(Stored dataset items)
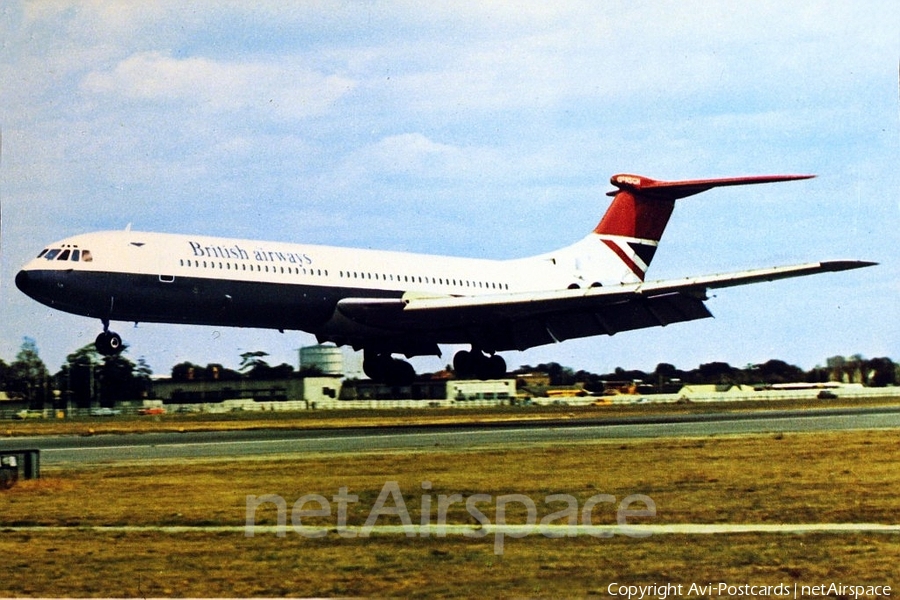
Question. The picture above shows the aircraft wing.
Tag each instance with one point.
(517, 321)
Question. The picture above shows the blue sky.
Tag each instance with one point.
(465, 128)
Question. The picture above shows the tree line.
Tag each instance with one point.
(88, 377)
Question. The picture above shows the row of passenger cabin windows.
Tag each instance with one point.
(491, 285)
(72, 254)
(227, 266)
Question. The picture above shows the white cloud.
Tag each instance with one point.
(283, 89)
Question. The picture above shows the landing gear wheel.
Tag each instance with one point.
(384, 369)
(464, 364)
(109, 343)
(475, 365)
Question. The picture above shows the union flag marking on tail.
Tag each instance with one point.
(636, 254)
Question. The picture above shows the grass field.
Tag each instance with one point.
(843, 477)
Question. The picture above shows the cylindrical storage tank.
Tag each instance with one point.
(327, 359)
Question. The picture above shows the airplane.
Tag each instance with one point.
(385, 302)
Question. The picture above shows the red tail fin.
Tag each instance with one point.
(641, 207)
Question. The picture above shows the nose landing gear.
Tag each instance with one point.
(109, 342)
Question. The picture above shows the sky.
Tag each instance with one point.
(470, 129)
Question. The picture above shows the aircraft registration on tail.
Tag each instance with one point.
(394, 303)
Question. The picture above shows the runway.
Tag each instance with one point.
(164, 446)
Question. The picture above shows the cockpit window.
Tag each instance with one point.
(73, 254)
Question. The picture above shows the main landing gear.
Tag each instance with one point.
(477, 365)
(381, 367)
(109, 342)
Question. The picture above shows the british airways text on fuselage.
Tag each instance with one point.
(236, 252)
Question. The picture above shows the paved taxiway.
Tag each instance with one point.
(111, 448)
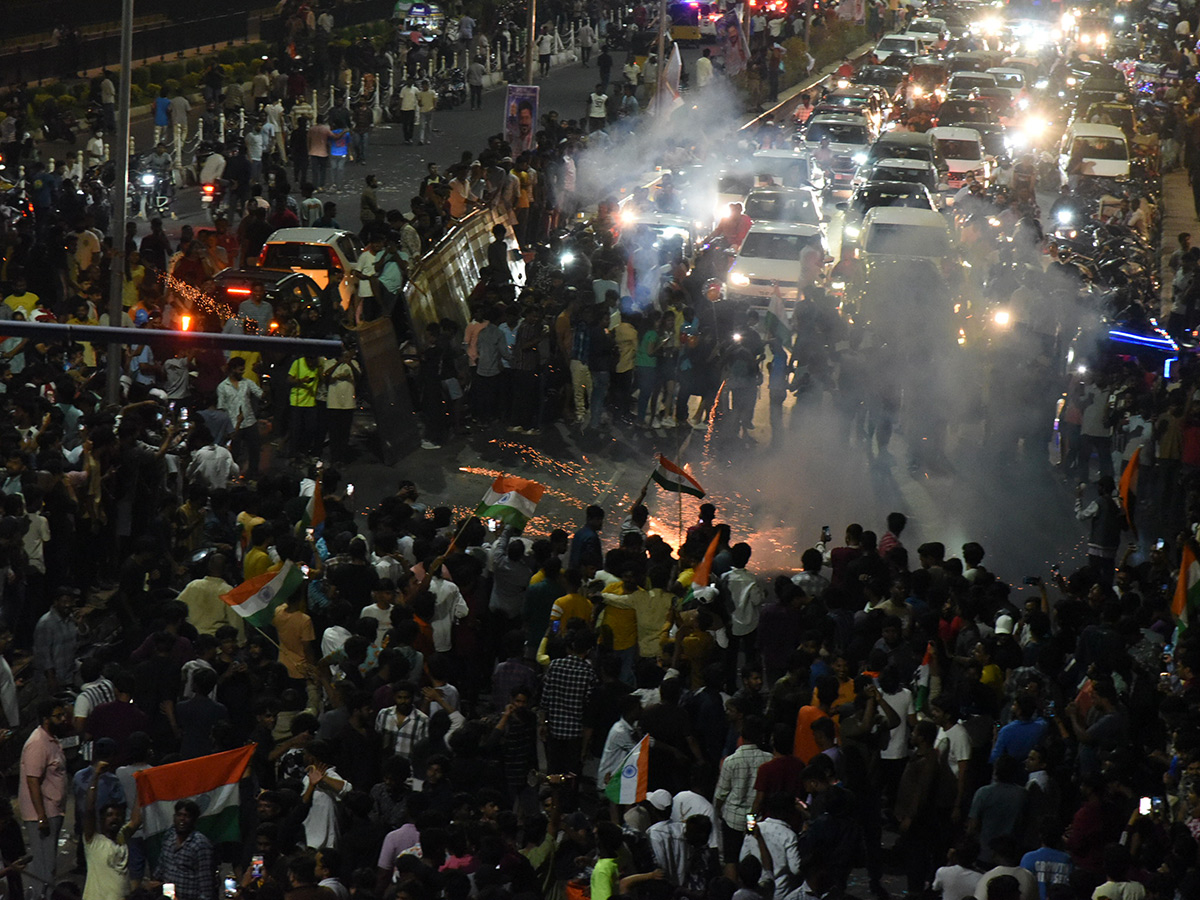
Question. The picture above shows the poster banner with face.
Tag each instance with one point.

YOUR INSTRUCTIONS -
From the data above, copy each line where the string "aircraft" appears.

PROBLEM SOLUTION -
Question. The picture above shows the aircraft wing.
Question. The picture above shows the aircraft registration on tail.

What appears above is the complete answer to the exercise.